### Required action
Once the line containing "# return pixel" is found, return it and every line that follows, up to and including the final line of the material, exactly as written.

### Supplied data
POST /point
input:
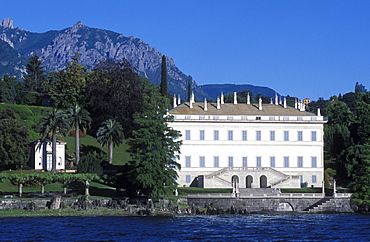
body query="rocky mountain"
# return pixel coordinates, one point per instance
(55, 48)
(214, 90)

### Finished exercise
# return pixel coordinates, one point per instance
(55, 48)
(214, 90)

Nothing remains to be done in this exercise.